- [Task directions]: Rewrite each of the rows below as a JSON list of strings, with one string per line and no blank lines.

- [Records shown]:
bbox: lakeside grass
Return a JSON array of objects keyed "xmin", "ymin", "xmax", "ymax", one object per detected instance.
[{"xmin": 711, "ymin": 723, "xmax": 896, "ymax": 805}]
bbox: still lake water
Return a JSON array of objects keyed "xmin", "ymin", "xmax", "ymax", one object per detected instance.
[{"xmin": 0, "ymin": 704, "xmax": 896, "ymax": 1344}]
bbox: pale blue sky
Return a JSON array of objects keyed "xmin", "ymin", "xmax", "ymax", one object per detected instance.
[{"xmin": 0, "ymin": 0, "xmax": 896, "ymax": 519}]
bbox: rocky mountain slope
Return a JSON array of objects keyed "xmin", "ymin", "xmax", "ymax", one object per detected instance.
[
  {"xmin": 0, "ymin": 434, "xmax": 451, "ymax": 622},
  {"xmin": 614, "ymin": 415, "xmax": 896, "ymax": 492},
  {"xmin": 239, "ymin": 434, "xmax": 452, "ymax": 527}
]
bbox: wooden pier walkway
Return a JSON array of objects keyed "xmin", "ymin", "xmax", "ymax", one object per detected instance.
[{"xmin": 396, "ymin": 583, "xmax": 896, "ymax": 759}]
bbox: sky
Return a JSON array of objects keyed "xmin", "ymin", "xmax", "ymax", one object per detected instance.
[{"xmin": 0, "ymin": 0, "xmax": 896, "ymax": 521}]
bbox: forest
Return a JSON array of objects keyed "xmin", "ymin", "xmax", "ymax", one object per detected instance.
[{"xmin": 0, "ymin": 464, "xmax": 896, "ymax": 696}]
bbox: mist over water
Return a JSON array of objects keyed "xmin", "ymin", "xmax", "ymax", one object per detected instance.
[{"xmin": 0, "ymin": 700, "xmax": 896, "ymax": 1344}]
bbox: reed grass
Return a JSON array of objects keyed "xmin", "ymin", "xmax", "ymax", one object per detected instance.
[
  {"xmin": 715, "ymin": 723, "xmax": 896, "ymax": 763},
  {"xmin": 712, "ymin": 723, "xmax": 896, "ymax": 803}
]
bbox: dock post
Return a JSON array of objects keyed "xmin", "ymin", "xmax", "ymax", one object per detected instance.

- [Reply]:
[
  "bbox: lakeside grass",
  "Return a JSON array of objects keyed \"xmin\", \"ymin\", \"xmax\", \"ymax\", one object per detected instance.",
  "[{\"xmin\": 711, \"ymin\": 723, \"xmax\": 896, \"ymax\": 805}]",
  "bbox: still lake water",
  "Return a JSON array of objects keyed \"xmin\", \"ymin\", \"xmax\", \"ymax\", one object per detected instance.",
  "[{\"xmin\": 0, \"ymin\": 704, \"xmax\": 896, \"ymax\": 1344}]",
  "bbox: pale blue sky",
  "Return a JSON array of objects keyed \"xmin\", \"ymin\", \"xmax\", \"ymax\", one object per detected instance.",
  "[{\"xmin\": 0, \"ymin\": 0, \"xmax\": 896, \"ymax\": 519}]",
  "bbox: rocky mountain slope",
  "Return a JSON array of objects keyed \"xmin\", \"ymin\", \"xmax\", \"ymax\", one object per detected instance.",
  "[",
  "  {\"xmin\": 0, \"ymin\": 434, \"xmax\": 451, \"ymax\": 622},",
  "  {\"xmin\": 614, \"ymin\": 415, \"xmax\": 896, \"ymax\": 492},",
  "  {\"xmin\": 239, \"ymin\": 434, \"xmax\": 452, \"ymax\": 527}",
  "]",
  "bbox: wooden pier walkway",
  "Return a JSON array of objects keyed \"xmin\", \"ymin\", \"xmax\", \"ymax\", one object per detected instance.",
  "[{\"xmin\": 396, \"ymin\": 583, \"xmax\": 896, \"ymax\": 759}]",
  "bbox: sky",
  "Return a JSON array of objects keyed \"xmin\", \"ymin\", \"xmax\", \"ymax\", one object per detected instance.",
  "[{\"xmin\": 0, \"ymin\": 0, \"xmax\": 896, \"ymax\": 521}]",
  "bbox: forest",
  "Return a JSON array of objects keyed \"xmin\", \"ymin\", \"xmax\", \"ymax\", one object per detected instance.",
  "[{\"xmin\": 0, \"ymin\": 464, \"xmax\": 896, \"ymax\": 696}]",
  "bbox: mist over water",
  "Return a JSON array of objects keyed \"xmin\", \"ymin\", \"xmax\", \"ymax\", one object per detected instance.",
  "[{\"xmin\": 0, \"ymin\": 700, \"xmax\": 896, \"ymax\": 1344}]",
  "bbox: reed grass",
  "Return a JSON array of objects keyed \"xmin\", \"ymin\", \"xmax\", \"ymax\", one object per detected instance.",
  "[",
  "  {\"xmin\": 715, \"ymin\": 723, \"xmax\": 896, \"ymax\": 763},",
  "  {\"xmin\": 712, \"ymin\": 723, \"xmax\": 896, \"ymax\": 803}",
  "]",
  "bbox: dock post",
  "Return a JSON array of objects keyed \"xmin\", \"ymin\", \"xmax\", \"ymax\", one object per detected instance."
]